Freitag, 7. Juni 2019

Wolfskrieg - Bernard Cornwell


Der britische Autor Bernard Cornwell ist seit Jahrzehnten ein begnadeter Autor im Genre „Historischer Roman“. Wie kaum ein anderer, besitzt er das Talent, konventionell geführte Schlachten der Vergangenheit literarisch  in seinen Romanen zum Leben zu erwecken.

Kriege wurden schon immer geführt – bei den wesentlichen Gründen ging es Macht, Region, Geld, Frauen, Religion und das über ganz verschiedene Epochen mit unterschiedlichen Waffengattungen und individuellen Strategien. Bernard Cornwell „Schlachtfelder“ befinden sich zu Zeiten des legendären König Arthurs, gehen über in die Wikingerzeit, dann den 100-jährigen Krieg, die Napoleonische Zeit, und auch der Krieg zwischen den Nord- und Südstaaten wird betrachtet.

Jeder Krieg bringt große Helden und große Opfer mit sich und vergessen wir nicht das immense Leid der Zivilbevölkerung. In Bernard Cornwells historischen Romanen gibt es immer den einen „Helden“, der auch Dreh- und Angelpunkt in einer ganzen Serie sein kann. Der vorliegende Band: „Wolfskrieg“ ist der elfte Band der Uhtred-Saga von Bernard Cornwell. Der Recke der zwischen den Fronten von den späteren Briten und den einfallenden Wikingers gerät, der sich auch kulturell und religiös zwischen Thors Hammer und dem angenagelten Gott bewegt, zählt inzwischen schon satte 60 Jahre. Also alles andere, als ein „junger“ Krieger, aber erfahren und gezeichnet vom Krieg, von Verlust und Schmerz. Noch immer hält er sich an für ihn heiligen Schwüren und lassen ihn nicht zur Ruhe kommen.

Auch im 11. Band dieser Saga muss Uhtred das zusammenwachsende England vor den Wikingern, den Nordmännern retten. Sein Schwiegersohn Sigtryggr ist der letzte Heidenkönig auf der britischen Insel und nun fallen die Norweger mit ihren Wolfskriegern ein. Diese Elitekrieger schrecken vor nichts zurück und Uhtred stellt sich ihnen in den Weg.

„Wolfskrieg“ ist nicht nur ein spannender, historischer Roman, er überzeugt auch über das Duell der Religionen – die Nordischen Götter vs. dem Christentum. Und sowieso beschäftigt sich der Roman mit Mythen und Legenden, und man weiß ja, irgendwo gibt es da immer ein Stückchen Wahrheit. Nebenbei allerdings hat sich Bernard Cornwell durchaus historischer Quellen bedient um historische, politische und kriegerische Ereignisse treffend erzählen zu können.

--- Gespeicherte Zeilen ---

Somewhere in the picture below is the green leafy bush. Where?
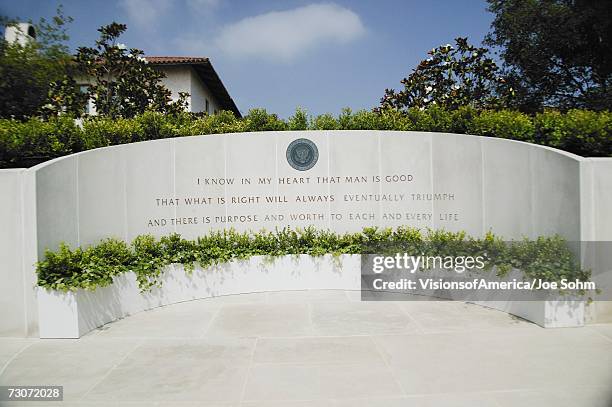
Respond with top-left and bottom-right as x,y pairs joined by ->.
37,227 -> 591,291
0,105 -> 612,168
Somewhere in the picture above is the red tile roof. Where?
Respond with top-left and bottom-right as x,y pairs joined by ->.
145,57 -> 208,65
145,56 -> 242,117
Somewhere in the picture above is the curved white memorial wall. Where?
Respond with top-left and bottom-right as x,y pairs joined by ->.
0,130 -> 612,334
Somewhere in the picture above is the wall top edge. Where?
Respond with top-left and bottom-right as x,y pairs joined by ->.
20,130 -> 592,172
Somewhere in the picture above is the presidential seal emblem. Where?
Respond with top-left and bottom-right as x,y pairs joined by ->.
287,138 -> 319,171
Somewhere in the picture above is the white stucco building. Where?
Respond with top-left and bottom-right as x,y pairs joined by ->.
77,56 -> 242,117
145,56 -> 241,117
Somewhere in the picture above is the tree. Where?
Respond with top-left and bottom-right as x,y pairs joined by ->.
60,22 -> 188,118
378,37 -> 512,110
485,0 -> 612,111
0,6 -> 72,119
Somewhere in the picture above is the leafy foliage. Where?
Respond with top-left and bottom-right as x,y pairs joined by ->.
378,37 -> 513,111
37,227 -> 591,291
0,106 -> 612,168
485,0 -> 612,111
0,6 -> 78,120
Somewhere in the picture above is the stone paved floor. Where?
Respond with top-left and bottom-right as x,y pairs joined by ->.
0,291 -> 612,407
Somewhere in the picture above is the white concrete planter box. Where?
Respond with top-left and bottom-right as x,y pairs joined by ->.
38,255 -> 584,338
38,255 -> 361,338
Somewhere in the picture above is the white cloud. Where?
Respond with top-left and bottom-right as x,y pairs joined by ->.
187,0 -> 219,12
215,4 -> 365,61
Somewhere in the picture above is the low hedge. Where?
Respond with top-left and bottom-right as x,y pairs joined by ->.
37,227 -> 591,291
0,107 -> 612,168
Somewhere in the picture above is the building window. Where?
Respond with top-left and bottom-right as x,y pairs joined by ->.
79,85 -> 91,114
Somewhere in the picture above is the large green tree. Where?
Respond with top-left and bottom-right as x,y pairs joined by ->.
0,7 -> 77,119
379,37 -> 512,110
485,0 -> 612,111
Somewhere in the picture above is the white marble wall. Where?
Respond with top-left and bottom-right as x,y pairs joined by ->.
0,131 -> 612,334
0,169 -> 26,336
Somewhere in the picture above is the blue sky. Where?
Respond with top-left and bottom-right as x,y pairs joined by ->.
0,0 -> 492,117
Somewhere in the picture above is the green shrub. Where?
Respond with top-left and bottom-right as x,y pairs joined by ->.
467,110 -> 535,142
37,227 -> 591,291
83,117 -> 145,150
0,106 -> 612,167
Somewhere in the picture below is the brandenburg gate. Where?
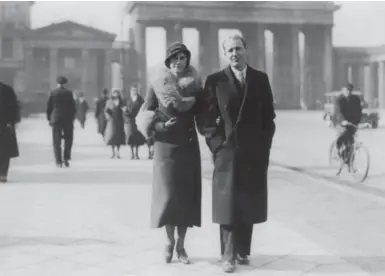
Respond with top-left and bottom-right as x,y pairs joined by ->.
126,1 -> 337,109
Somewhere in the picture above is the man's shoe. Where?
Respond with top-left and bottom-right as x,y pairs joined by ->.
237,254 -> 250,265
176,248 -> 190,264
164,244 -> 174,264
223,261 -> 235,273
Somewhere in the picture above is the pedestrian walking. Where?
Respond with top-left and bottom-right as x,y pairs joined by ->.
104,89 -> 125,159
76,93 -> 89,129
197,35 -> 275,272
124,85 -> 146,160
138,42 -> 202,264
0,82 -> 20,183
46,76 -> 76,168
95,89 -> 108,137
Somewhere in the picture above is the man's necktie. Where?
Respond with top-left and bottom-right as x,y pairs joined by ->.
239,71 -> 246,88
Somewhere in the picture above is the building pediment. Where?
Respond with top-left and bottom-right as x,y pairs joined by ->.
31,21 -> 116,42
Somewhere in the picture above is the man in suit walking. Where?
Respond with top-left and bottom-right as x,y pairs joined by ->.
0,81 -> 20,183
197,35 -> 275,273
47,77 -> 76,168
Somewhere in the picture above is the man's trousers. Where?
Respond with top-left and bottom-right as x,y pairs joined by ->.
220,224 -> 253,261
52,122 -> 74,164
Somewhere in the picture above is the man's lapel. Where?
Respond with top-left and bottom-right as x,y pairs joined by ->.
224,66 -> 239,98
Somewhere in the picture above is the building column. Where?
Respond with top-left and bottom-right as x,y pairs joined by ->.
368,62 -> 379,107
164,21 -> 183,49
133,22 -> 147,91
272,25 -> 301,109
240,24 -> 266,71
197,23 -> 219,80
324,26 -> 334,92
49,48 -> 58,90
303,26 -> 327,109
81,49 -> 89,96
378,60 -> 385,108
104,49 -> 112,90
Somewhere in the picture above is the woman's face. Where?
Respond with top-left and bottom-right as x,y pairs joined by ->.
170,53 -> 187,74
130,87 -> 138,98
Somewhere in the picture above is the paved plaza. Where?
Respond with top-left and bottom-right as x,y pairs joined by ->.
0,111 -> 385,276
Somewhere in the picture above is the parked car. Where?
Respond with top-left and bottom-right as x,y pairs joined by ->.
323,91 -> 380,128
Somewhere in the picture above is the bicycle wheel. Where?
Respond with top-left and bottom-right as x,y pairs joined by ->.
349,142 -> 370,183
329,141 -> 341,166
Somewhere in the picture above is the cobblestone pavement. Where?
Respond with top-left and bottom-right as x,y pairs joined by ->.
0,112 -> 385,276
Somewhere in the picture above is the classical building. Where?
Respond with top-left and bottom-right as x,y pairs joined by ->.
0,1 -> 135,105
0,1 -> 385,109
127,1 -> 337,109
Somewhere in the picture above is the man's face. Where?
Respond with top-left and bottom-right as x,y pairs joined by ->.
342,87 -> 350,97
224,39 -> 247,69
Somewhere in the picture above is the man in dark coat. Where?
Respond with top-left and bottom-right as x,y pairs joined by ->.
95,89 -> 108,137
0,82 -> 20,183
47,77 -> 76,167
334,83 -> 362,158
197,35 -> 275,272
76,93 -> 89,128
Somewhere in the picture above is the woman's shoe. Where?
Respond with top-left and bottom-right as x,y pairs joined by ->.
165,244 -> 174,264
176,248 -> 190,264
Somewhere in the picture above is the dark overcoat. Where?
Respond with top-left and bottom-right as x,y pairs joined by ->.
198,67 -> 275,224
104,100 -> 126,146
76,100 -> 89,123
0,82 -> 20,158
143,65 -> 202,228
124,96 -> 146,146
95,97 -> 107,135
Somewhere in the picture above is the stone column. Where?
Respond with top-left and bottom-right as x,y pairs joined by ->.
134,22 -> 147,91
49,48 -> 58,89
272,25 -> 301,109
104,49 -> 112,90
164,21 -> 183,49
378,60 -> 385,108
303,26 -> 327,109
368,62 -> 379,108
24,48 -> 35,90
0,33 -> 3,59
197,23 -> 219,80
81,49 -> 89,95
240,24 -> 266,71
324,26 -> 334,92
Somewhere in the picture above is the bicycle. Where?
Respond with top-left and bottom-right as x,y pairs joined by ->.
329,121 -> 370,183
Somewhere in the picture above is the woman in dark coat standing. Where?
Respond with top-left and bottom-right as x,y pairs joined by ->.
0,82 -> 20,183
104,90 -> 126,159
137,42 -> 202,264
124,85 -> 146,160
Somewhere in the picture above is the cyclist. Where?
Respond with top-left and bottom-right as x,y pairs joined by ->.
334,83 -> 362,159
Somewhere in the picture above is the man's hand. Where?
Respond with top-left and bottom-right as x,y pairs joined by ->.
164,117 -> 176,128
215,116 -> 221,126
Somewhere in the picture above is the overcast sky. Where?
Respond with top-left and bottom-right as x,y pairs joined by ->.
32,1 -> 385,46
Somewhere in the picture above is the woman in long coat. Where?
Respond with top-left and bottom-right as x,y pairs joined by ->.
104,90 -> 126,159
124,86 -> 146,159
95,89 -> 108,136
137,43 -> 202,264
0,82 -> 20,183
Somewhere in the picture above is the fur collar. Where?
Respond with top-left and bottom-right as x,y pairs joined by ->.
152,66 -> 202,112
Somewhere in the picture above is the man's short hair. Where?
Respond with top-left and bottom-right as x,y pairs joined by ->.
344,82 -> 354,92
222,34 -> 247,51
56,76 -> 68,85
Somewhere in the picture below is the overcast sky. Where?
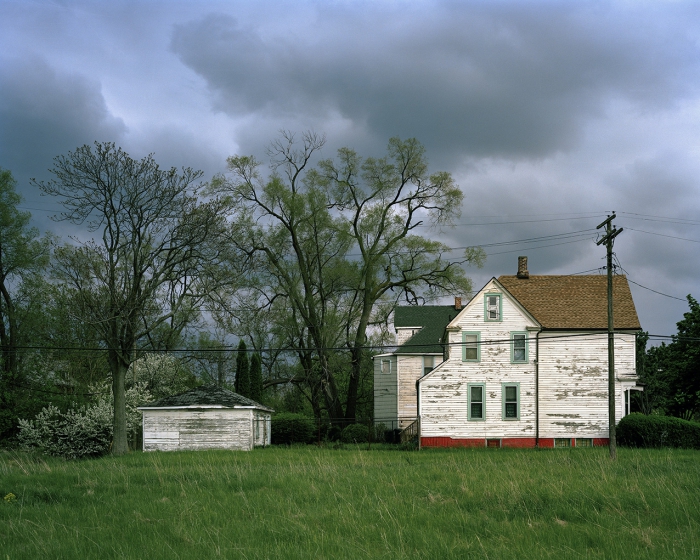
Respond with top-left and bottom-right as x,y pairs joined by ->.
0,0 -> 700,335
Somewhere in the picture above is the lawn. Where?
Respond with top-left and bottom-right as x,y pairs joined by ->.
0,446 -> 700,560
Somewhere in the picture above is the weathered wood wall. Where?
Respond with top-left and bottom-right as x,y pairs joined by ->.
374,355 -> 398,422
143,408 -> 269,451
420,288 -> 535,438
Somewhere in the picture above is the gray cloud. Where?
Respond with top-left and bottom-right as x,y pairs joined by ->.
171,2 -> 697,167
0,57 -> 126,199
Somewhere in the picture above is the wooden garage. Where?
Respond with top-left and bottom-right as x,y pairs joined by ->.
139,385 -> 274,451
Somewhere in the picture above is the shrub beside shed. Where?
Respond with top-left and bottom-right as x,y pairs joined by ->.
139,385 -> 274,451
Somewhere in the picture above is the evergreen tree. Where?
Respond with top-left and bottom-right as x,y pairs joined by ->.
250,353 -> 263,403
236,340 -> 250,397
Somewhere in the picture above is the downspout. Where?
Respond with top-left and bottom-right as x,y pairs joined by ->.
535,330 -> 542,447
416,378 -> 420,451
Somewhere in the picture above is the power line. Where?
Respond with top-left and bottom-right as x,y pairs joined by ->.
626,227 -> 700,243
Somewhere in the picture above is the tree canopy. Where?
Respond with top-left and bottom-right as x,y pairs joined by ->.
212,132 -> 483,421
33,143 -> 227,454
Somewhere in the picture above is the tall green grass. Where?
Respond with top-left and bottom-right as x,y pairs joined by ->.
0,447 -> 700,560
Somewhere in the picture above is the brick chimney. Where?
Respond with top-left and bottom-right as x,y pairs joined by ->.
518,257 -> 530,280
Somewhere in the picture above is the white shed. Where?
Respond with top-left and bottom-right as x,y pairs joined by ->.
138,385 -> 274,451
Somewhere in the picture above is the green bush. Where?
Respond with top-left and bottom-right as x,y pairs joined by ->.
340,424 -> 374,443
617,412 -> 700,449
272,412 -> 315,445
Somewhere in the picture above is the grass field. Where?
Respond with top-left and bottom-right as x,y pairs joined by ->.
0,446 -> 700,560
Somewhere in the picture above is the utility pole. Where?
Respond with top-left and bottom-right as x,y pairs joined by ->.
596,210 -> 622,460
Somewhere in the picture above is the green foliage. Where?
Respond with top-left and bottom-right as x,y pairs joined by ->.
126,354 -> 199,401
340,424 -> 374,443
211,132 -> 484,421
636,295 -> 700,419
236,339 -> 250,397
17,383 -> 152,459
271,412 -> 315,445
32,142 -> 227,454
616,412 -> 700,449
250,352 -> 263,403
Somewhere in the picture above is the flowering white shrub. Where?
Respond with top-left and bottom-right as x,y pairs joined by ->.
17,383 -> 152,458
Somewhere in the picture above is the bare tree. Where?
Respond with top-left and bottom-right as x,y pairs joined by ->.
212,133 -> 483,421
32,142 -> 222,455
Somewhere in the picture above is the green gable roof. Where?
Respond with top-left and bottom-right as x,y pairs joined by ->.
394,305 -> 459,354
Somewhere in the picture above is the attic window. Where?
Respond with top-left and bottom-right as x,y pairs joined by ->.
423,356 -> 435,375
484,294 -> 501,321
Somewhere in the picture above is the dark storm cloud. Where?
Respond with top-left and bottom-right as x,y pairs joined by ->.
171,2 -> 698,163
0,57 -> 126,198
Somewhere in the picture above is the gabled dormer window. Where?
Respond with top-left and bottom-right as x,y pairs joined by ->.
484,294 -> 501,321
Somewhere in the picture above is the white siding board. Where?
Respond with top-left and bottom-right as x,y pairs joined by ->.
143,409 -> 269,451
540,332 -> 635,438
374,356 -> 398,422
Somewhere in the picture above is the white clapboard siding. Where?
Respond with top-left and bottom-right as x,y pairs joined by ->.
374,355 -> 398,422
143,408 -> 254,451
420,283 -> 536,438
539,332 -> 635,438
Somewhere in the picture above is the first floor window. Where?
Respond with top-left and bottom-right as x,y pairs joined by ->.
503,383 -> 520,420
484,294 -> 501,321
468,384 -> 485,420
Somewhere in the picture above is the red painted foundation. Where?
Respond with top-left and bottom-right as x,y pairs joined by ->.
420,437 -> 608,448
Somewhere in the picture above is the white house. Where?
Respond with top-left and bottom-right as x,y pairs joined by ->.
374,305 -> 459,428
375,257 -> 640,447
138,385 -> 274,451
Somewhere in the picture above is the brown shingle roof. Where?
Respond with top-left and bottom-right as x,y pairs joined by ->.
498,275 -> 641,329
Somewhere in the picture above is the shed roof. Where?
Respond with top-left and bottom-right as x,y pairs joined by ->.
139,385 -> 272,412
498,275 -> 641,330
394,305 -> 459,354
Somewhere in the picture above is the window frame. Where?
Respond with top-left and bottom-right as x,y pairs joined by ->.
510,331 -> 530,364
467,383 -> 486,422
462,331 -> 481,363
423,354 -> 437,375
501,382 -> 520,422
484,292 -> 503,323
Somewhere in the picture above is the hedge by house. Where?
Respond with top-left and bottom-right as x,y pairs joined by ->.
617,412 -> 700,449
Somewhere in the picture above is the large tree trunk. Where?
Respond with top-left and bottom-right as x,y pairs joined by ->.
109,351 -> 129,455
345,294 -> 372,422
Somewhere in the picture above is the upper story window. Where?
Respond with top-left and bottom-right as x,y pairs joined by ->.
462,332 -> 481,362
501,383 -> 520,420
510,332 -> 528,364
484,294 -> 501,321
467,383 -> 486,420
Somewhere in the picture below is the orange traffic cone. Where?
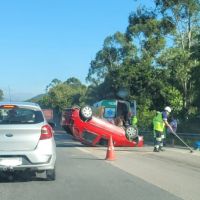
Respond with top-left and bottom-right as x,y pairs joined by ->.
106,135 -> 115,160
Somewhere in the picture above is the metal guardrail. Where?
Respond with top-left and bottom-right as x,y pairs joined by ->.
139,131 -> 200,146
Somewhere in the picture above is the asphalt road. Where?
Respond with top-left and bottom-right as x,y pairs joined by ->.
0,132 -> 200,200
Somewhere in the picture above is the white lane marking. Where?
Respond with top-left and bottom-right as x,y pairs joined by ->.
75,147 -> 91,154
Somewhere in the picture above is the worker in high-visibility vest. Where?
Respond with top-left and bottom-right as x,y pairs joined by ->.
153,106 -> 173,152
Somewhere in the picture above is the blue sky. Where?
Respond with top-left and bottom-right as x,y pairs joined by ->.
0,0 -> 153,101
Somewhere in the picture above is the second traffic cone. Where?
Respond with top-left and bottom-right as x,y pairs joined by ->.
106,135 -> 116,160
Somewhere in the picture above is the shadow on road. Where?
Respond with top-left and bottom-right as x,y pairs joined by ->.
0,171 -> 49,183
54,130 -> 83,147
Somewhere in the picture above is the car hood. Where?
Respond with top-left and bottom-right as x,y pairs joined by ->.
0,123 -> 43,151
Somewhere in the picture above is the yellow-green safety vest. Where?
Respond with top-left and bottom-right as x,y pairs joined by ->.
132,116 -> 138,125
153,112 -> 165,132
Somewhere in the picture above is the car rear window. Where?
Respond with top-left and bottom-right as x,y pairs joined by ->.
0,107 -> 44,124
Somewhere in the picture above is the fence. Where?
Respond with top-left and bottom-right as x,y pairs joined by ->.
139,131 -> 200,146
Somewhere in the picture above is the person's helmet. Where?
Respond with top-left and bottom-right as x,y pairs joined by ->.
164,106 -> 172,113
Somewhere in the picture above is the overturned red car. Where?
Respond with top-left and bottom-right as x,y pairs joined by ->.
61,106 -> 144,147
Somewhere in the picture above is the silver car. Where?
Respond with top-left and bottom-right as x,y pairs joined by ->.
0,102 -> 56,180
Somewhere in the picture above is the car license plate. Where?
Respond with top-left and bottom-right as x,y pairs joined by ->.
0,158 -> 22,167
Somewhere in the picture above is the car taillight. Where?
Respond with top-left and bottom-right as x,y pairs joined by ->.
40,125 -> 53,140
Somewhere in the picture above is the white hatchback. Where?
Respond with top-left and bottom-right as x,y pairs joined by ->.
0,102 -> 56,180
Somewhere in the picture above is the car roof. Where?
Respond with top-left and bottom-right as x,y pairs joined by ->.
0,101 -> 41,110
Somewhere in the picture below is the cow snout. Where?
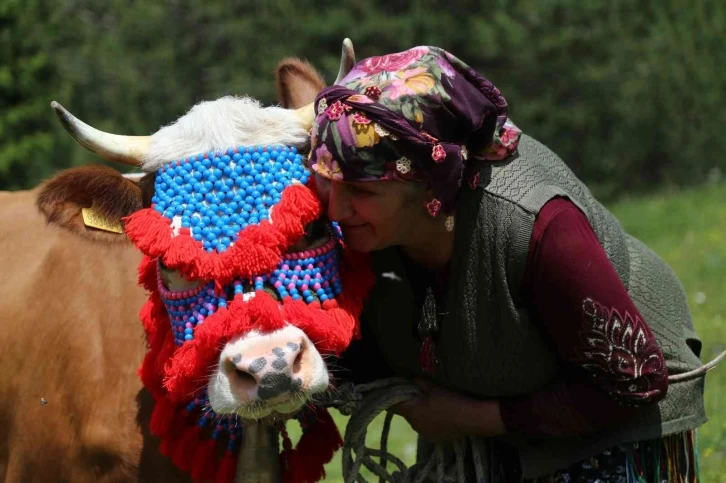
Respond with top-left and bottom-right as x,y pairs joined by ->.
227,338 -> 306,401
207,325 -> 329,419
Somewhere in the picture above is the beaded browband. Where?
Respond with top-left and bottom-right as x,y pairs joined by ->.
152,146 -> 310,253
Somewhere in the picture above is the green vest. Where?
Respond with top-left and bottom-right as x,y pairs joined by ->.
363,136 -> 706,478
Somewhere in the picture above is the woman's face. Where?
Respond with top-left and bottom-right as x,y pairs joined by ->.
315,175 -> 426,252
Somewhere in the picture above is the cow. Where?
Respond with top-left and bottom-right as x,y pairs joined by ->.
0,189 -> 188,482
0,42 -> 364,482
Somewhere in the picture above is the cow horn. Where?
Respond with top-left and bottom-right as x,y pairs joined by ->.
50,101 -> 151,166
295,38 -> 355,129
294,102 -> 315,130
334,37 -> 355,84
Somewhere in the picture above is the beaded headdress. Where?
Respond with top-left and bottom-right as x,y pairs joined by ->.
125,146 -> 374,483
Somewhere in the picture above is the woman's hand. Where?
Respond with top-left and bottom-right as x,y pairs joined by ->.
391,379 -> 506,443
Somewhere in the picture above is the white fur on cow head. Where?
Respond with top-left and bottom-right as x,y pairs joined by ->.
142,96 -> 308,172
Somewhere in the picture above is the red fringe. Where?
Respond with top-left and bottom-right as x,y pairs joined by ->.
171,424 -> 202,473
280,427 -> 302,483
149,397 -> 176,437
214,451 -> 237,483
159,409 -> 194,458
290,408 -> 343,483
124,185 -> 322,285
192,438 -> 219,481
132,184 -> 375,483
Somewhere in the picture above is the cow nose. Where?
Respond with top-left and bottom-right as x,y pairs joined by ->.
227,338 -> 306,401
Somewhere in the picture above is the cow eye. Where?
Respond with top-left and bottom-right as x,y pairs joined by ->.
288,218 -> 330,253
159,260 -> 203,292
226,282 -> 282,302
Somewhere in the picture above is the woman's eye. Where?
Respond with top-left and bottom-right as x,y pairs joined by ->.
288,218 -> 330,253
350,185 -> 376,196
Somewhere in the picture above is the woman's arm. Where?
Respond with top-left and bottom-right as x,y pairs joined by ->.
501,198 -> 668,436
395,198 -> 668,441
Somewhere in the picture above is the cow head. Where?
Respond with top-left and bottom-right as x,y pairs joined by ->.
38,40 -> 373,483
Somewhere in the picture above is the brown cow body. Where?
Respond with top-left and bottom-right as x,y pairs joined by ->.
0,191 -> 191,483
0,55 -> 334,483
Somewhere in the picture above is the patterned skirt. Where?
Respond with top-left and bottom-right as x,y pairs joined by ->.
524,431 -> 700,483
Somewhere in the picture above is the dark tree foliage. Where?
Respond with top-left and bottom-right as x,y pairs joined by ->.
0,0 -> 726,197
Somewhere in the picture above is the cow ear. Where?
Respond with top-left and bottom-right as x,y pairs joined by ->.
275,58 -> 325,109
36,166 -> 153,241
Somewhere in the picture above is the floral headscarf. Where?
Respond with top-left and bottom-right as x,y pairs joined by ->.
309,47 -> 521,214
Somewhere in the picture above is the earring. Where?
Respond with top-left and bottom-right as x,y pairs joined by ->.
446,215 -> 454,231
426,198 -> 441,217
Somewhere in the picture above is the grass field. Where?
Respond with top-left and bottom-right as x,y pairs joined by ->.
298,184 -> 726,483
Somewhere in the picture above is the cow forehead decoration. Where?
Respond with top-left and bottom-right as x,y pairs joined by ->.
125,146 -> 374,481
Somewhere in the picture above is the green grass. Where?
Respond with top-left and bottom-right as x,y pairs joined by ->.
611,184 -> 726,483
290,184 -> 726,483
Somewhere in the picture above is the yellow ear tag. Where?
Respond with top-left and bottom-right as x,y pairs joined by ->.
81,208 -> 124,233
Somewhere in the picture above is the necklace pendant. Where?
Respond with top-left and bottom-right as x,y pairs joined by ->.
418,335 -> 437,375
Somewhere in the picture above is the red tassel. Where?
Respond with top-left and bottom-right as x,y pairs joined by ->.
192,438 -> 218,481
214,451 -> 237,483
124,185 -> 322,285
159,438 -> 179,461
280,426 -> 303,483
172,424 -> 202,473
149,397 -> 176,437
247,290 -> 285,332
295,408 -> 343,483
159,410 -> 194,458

--- Aufgaben zur Übung ---
1. Beantworte mithilfe des Textes über „Wolfskrieg“ diese Fragen:
(a) Der wievielte Band der Uhtred-Saga ist „Wolfskrieg“?
(b) Wie alt ist Uhtred inzwischen?
(c) Wer ist der letzte Heidenkönig auf der britischen Insel?
2. Wähle bitte aus den Zeilen oben jede aus, die das Wort „beaded“ enthält. Groß- und Kleinschreibung zählt.

--- Ergebnisse der Übung ---
1.
(a) Der elfte Band.
(b) 60 Jahre.
(c) Sigtryggr, Uhtreds Schwiegersohn.

2.
Somewhere in the picture above is the beaded browband. Where?
Somewhere in the picture above is the beaded headdress. Where?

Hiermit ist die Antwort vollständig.